### TEXTO DADO:
Columnista:
Germán Ayala Osorio
Los procesos de transformación ecosistémica que vienen ocurriendo en la Altillanura y en la Amazonía colombiana obedecen a decisiones y acciones que se mueven en el péndulo entre lo legal y lo ilegal; entre lo legítimo y lo ilegítimo. Al final, el sometimiento y la transformación de valiosos ecosistemas naturales-históricos dan cuenta del triunfo de una idea de desarrollo (desarrollismo) que deviene anclada fuertemente a prácticas culturales que, maduradas en el tiempo, permitieron la consolidación de una monocultura “blanca” dominante representada en unas élites de Estado (Miliband, 1970) cuya conciencia ambiental no solo es relativa, sino profundamente ancorada a la decisión, consciente-inconsciente, de haber tomado distancia de la Naturaleza.
Una monocultura, por tanto, hegemónica y que se presenta como sostenible a pesar de la generación y la extensión en el tiempo de conflictos socioambientales que derivaron en procesos de aniquilamiento de aquellas ontologías que no comulgan con la visión asistémica de quienes se inscriben en la monocultura dominante. Hablo de las ontologías de comunidades indígenas y afros y de las prácticas de pan coger y agroecológicas de campesinos minifundistas.
Las élites de Estado en Colombia, rentistas y parasitarias, actúan en y desde esa monocultura asistémica, promoviendo un desarrollo sostenible que, desde la perspectiva económica, resulta viable y posible, pero que al pasarlo por el tamiz de la complejidad y el enfoque sistémico, de inmediato se advierten problemas y dificultades no solo para garantizar un desarrollo que sirva a todos, sino que, y sobre todo, no se convierta en un instrumento que termine la tarea de avasallamiento emprendida desde la llegada de la Modernidad europea.
Las quemas generadas por manos criminales en la Amazonía y en la Altillanura y la llegada de “nuevos” Llaneros (agroindustriales, ganaderos y colonos) constituyen la evidencia de que el proyecto modernizador en Colombia se encamina a imponer en los antiguos territorios nacionales las lógicas de una monocultura insostenible, que se legitima en virtud de la generalizada inconciencia ecosistémica de funcionarios y de las autoridades ambientales de todo orden, de la captura del Estado por parte de élites empresariales (incluye a banqueros y ganaderos) y de una inercia institucional responsable en buena medida de las transformaciones ecosistémicas logradas en otras zonas y territorios del país que hoy afrontan crisis ambientales. Baste con mirar las ya cotidianas emergencias ambientales declaradas en Bogotá y Medellín para entender hacia dónde va el tipo de desarrollo que, de tiempo atrás, se viene trazando e imponiendo en la Amazonía y la Altillanura.

### LÍNEAS EXTRAÍDAS:
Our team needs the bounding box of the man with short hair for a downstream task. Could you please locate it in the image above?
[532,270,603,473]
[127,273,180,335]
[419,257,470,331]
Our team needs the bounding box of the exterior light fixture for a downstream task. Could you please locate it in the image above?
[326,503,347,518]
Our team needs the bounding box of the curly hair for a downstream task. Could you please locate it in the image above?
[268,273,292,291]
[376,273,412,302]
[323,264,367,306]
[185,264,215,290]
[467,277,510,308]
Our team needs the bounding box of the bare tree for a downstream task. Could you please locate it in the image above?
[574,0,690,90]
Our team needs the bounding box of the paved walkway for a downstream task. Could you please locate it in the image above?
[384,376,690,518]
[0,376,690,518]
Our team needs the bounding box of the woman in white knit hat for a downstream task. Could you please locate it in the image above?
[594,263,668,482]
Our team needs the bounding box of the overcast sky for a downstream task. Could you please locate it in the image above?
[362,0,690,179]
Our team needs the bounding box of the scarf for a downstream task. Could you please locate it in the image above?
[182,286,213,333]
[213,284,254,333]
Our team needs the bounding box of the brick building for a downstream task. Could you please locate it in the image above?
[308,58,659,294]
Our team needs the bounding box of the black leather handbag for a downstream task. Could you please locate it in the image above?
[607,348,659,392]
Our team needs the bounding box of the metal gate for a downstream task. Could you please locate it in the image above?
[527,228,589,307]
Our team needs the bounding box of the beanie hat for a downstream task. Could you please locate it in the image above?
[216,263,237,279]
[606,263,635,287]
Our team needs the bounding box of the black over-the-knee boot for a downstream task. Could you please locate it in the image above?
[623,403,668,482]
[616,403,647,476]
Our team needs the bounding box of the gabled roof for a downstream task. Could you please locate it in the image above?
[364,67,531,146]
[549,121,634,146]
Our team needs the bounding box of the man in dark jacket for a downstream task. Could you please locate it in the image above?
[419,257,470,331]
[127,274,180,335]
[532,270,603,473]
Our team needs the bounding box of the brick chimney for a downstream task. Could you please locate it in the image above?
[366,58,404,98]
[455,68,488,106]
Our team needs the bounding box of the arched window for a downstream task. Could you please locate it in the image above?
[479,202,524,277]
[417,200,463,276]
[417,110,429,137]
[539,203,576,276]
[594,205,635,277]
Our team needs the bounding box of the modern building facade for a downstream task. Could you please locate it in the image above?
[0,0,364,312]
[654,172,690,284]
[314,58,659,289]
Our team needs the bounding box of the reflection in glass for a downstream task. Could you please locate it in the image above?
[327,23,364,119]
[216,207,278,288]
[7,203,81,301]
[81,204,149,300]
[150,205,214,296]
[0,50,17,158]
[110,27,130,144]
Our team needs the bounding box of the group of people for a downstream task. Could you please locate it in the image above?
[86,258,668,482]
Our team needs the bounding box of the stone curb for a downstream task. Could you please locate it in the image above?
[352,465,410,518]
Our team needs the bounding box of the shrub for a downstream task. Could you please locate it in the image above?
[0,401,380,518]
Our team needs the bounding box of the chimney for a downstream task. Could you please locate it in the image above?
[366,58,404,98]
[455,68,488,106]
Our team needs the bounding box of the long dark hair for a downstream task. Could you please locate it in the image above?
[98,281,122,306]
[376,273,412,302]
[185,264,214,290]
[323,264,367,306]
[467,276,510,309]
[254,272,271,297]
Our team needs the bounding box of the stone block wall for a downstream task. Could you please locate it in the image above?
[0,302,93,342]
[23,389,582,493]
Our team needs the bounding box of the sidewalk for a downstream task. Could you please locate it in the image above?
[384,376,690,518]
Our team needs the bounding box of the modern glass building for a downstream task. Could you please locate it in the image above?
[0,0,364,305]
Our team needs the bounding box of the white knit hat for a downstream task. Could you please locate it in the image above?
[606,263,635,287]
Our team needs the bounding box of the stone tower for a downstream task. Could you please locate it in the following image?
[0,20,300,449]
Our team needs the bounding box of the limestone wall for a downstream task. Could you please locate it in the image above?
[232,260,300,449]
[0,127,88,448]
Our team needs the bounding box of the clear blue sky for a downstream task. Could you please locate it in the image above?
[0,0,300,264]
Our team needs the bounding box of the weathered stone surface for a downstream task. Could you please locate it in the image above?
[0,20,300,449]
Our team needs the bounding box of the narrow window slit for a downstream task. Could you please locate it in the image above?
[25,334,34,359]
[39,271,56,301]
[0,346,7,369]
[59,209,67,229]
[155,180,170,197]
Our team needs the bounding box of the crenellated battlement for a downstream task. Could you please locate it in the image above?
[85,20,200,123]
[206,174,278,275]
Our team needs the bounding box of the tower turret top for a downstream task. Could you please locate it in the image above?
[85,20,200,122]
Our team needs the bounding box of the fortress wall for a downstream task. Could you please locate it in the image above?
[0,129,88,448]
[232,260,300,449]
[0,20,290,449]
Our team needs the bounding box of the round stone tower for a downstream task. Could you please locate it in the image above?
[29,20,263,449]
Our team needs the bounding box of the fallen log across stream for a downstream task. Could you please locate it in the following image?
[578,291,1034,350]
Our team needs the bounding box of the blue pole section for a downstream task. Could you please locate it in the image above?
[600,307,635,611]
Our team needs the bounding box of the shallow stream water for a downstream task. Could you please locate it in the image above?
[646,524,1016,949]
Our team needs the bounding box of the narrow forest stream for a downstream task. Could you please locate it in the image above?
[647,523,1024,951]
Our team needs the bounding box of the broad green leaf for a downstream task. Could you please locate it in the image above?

### ACTIVIDAD A:
En la columna sobre la Amazonía y la Altillanura, ¿en qué dos ciudades se declaran emergencias ambientales ya cotidianas?
### ACTIVIDAD B:
Saca de la columna sobre la Amazonía y la Altillanura el tramo que va desde "Las élites de" hasta "la Modernidad europea.", sin cambiar nada.

### SOLUCIÓN A:
En Bogotá y Medellín.

### SOLUCIÓN B:
Las élites de Estado en Colombia, rentistas y parasitarias, actúan en y desde esa monocultura asistémica, promoviendo un desarrollo sostenible que, desde la perspectiva económica, resulta viable y posible, pero que al pasarlo por el tamiz de la complejidad y el enfoque sistémico, de inmediato se advierten problemas y dificultades no solo para garantizar un desarrollo que sirva a todos, sino que, y sobre todo, no se convierta en un instrumento que termine la tarea de avasallamiento emprendida desde la llegada de la Modernidad europea.